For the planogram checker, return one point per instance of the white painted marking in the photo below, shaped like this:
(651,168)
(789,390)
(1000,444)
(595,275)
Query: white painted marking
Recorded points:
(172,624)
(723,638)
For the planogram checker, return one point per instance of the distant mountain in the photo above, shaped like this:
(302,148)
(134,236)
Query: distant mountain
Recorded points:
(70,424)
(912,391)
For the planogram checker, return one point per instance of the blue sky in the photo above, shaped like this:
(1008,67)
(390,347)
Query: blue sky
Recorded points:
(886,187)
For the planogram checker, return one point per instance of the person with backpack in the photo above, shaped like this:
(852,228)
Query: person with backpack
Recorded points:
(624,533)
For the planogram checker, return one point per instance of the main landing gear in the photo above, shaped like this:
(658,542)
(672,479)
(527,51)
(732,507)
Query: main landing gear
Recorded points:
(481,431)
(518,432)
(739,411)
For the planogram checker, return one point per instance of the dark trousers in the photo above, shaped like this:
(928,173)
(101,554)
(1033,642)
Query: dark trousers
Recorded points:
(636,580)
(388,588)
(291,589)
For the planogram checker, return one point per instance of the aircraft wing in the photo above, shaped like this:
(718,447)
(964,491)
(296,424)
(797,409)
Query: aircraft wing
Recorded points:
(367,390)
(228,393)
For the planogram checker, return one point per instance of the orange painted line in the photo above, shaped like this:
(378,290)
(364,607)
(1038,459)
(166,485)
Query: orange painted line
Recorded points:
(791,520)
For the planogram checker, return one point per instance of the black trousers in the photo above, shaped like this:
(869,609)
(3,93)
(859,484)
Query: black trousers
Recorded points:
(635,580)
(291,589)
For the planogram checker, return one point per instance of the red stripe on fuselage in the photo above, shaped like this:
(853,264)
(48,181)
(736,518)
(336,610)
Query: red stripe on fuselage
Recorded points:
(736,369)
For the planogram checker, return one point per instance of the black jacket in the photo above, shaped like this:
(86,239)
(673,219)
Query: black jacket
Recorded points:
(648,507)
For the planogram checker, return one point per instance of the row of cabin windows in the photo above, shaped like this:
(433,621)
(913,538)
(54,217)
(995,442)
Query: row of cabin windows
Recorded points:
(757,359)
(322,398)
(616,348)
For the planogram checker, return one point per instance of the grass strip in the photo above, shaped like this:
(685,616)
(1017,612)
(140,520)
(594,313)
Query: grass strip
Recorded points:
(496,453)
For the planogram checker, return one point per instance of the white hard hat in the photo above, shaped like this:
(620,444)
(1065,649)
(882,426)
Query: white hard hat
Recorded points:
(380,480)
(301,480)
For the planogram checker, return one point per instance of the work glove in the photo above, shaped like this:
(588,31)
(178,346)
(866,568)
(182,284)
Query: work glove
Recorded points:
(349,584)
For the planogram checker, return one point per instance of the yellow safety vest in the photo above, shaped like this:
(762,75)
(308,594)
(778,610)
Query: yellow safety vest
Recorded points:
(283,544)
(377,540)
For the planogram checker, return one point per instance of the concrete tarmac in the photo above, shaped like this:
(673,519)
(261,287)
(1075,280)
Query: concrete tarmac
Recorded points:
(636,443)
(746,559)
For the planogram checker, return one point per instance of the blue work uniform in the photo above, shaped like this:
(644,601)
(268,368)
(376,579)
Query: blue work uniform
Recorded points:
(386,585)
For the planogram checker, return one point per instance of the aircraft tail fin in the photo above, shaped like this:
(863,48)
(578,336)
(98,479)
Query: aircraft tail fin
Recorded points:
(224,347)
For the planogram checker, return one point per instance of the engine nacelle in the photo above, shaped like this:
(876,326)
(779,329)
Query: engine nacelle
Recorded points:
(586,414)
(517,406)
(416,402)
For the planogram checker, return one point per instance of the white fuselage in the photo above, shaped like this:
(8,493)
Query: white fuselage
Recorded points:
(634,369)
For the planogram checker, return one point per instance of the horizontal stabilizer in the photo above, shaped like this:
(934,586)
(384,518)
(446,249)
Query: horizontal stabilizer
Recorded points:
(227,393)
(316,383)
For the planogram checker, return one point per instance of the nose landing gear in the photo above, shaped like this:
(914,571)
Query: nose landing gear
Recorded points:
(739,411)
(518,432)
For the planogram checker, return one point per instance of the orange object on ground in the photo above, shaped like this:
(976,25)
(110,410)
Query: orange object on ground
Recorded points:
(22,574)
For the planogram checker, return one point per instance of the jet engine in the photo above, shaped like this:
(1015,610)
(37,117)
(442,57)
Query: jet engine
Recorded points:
____________________
_EXERCISE DIRECTIONS_
Copy out all of the material above character for character, from its first line to its last.

_REPLY_
For the planogram checker, return one point per instance of the white painted marking in the photo below, shaped like this:
(651,168)
(789,390)
(1000,444)
(595,275)
Query: white painted marking
Recorded points:
(172,624)
(723,638)
For the planogram checker, return one point per instance of the distant mountain in the photo above, shaped like this:
(302,148)
(134,236)
Query: distant mountain
Recorded points:
(70,424)
(912,391)
For the planogram checker, return one point per instance of the blue sky in the photo above, shaped like this:
(1008,67)
(390,347)
Query: blue sky
Recorded points:
(886,187)
For the planogram checker, return one point per instance of the person with backpack in the photo above, shaped like this:
(852,228)
Query: person with backpack
Recorded points:
(624,533)
For the planogram checker, return one point per instance of the main landing gear in the photo above, shaped like this:
(658,542)
(672,479)
(527,51)
(732,507)
Query: main landing gear
Recorded points:
(481,431)
(518,432)
(739,411)
For the planogram checker, return one point per instance of the dark trousers in the photo above, shaped like this:
(928,173)
(101,554)
(1033,642)
Query: dark trousers
Recorded points:
(636,580)
(388,588)
(291,589)
For the planogram checker, return one point per instance of the aircraft wing in the photo above, shaped like this:
(718,447)
(964,491)
(296,424)
(797,409)
Query: aircraft wing
Recorded points:
(367,390)
(228,393)
For the planogram checker, return one point per instance of the orange painted line in the photo above, shaped like this:
(378,290)
(364,607)
(1038,459)
(166,485)
Query: orange painted line
Recorded points:
(791,520)
For the planogram checker, return one point per instance of the black trousers in the photo above, shaped like this:
(869,609)
(3,93)
(859,484)
Query: black trousers
Recorded points:
(635,580)
(291,589)
For the planogram checker, return one point per instance of the red stripe on fuselage in the photo above, shaped like this:
(853,264)
(48,181)
(736,518)
(336,610)
Query: red stripe on fuselage
Recorded points:
(736,369)
For the planogram checker, return one point per instance of the black jacket in the photo above, shaped like this:
(86,239)
(673,219)
Query: black jacket
Recorded points:
(648,507)
For the planogram checker, return one point per instance of the row of cabin windows in the photo above, shaped like this:
(433,621)
(913,538)
(54,217)
(995,442)
Query: row of cabin windows
Recorded points:
(757,359)
(322,398)
(616,348)
For the planogram checker, return one point per instance of the grass strip in the photo above, shaped like this:
(685,616)
(1017,612)
(140,520)
(594,313)
Query: grass strip
Recorded points:
(496,453)
For the planogram checker, return one point per instance of the white hard hat in the photo above, shaped like this:
(620,444)
(1065,649)
(882,426)
Query: white hard hat
Recorded points:
(380,480)
(301,480)
For the planogram checker, return one point per instance of the work glove in the photo above, shaped like this:
(588,31)
(178,346)
(866,568)
(182,284)
Query: work glove
Recorded points:
(349,584)
For the planogram checker, return one point per instance of the yellow safety vest in the photo above, shaped like this:
(762,75)
(308,594)
(778,610)
Query: yellow safety vest
Recorded points:
(283,544)
(377,540)
For the planogram checker, return one point per instance of the concrete tarmac in the photo above, shaped like this:
(673,519)
(261,287)
(1075,280)
Query: concrete tarmac
Recorded points:
(636,443)
(746,559)
For the planogram checker, return one point per instance of the blue work uniform in the photo above, shaped like this:
(644,601)
(268,368)
(376,579)
Query: blue work uniform
Recorded points:
(386,585)
For the planogram checker, return one point per instance of the aircraft tail fin in the photo above, shaped like this:
(863,48)
(578,336)
(98,479)
Query: aircraft tail fin
Recorded points:
(224,347)
For the planogram checker, return one point per instance of the engine nacelle in the photo above, shaped like this:
(876,326)
(779,329)
Query: engine nacelle
Recorded points:
(586,414)
(517,406)
(416,402)
For the planogram checker, return one point per instance of the white fuselage in the photo above, shaped like this:
(8,493)
Query: white fuselage
Recorded points:
(634,369)
For the planogram checker, return one point per instance of the horizontal stabilizer in the photo above, shaped like this:
(934,586)
(384,518)
(446,249)
Query: horizontal stabilizer
Recorded points:
(227,393)
(316,383)
For the planogram checker, return one point per instance of the nose landing gear in the photo above, shaped like this:
(914,571)
Query: nose landing gear
Recorded points:
(739,411)
(518,432)
For the planogram checker, return one point per instance of the orange object on ground in the photo above, shaped like this:
(976,25)
(110,410)
Query: orange object on ground
Recorded points:
(22,574)
For the planogram checker, return one point per instance of the jet engine in the photo above, shaped like this:
(1015,610)
(37,117)
(442,57)
Query: jet engine
Recorded points:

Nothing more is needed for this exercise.